- [Goal of the exercise]:
Once the line with "Q: Point to the blurred" has been located in the records below, set down that line and all subsequent lines exactly, omitting the pictures.

[Information shown Boundary: Start]

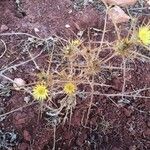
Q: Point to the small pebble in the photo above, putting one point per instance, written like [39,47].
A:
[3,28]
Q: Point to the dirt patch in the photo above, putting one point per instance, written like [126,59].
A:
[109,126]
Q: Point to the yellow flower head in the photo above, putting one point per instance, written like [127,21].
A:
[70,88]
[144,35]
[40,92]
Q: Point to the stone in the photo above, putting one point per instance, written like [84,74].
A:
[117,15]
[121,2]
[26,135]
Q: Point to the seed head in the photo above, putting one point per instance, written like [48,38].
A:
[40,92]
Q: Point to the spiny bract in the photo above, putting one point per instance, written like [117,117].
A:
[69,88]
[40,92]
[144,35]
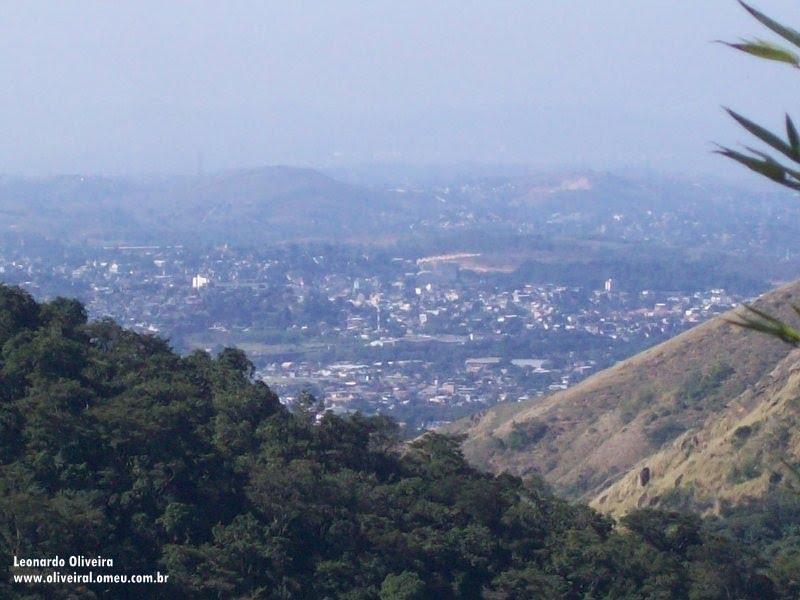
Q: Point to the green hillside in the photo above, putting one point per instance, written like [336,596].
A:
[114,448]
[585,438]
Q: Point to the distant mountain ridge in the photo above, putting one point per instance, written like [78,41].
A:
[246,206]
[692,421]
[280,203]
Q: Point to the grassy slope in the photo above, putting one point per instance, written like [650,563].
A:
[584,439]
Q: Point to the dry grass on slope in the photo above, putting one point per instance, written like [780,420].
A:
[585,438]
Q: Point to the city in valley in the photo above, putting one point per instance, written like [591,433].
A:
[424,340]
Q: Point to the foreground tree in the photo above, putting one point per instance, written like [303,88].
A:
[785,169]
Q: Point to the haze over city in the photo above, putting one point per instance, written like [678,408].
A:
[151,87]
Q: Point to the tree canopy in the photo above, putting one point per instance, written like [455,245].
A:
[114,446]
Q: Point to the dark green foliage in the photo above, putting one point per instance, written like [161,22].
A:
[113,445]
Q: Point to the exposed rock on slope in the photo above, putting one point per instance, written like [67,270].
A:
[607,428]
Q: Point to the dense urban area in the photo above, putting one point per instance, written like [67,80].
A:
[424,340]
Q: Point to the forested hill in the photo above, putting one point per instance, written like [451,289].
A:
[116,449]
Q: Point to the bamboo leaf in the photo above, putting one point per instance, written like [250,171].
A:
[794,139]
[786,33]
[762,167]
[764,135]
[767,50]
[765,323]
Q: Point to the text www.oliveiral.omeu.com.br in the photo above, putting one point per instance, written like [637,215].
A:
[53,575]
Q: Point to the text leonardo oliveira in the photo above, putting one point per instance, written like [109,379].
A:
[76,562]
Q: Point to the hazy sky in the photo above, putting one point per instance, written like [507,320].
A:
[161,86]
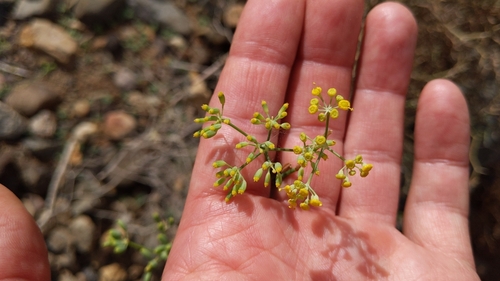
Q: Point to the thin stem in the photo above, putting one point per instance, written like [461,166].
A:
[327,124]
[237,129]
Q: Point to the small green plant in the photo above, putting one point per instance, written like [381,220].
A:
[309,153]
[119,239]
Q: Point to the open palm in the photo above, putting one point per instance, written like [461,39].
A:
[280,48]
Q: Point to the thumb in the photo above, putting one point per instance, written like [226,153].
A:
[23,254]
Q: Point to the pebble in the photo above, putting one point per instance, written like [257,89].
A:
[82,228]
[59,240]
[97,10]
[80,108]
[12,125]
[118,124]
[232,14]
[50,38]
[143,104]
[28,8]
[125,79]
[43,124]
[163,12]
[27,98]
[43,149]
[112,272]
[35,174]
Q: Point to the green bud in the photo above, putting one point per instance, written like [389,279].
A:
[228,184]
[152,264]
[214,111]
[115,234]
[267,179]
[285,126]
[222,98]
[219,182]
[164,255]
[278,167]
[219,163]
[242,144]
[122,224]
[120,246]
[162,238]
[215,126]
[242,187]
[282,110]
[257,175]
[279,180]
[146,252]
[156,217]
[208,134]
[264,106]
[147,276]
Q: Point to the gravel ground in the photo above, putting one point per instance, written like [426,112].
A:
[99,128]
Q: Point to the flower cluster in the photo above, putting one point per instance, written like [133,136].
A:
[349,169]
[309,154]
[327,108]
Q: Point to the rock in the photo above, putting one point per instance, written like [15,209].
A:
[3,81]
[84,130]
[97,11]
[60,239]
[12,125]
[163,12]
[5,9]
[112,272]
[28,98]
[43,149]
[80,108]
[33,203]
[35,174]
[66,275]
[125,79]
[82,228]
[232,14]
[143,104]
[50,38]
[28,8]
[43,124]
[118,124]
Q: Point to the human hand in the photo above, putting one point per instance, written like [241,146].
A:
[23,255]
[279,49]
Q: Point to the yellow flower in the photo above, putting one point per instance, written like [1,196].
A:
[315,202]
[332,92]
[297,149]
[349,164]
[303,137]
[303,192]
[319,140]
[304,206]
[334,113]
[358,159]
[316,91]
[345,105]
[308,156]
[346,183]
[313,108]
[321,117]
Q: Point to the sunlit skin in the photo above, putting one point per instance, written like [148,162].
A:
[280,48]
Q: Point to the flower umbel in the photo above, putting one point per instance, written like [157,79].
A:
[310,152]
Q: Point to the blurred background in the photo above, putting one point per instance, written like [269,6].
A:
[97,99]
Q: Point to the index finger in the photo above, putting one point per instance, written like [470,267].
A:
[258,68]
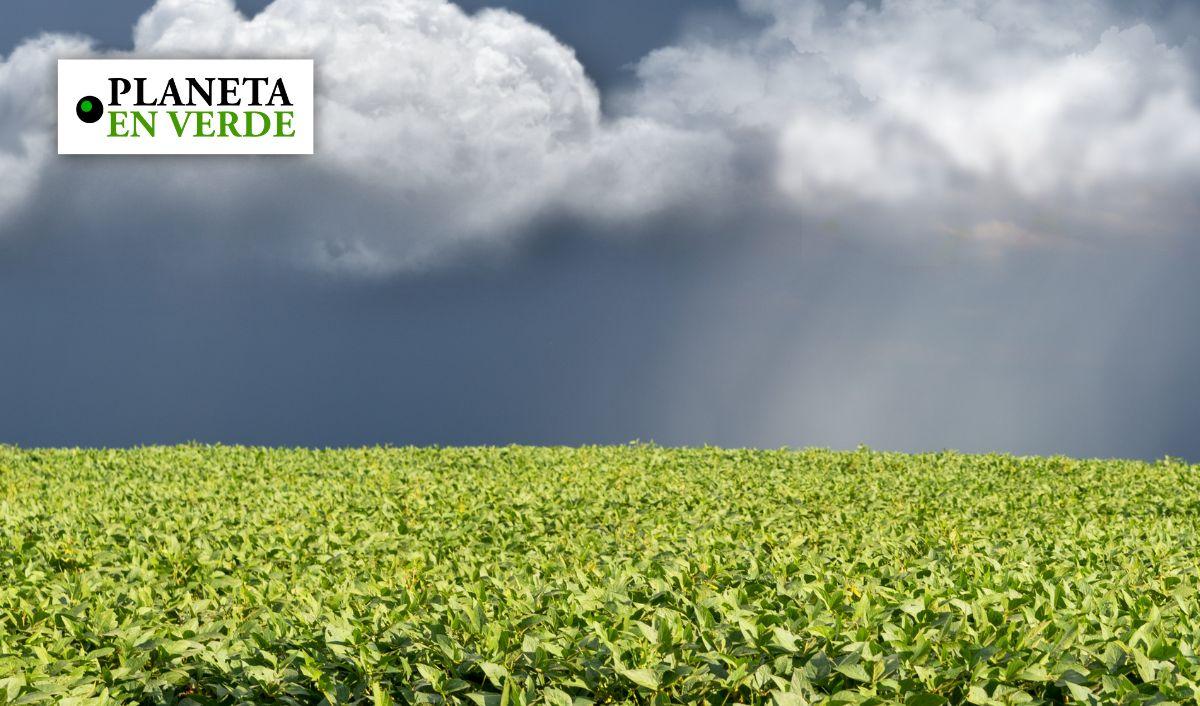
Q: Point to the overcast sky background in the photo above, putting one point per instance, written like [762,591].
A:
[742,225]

[Information shown Boundary: End]

- [Answer section]:
Q: Point to the blurred background in the photo above, putting one point per instance, written like [269,6].
A:
[97,99]
Q: Point to the index finger in the photo above, putting one point per instance, written like [470,267].
A:
[258,68]
Q: Point to the overcast sky background in the photo above, putting one point per instance, written like [762,591].
A:
[742,225]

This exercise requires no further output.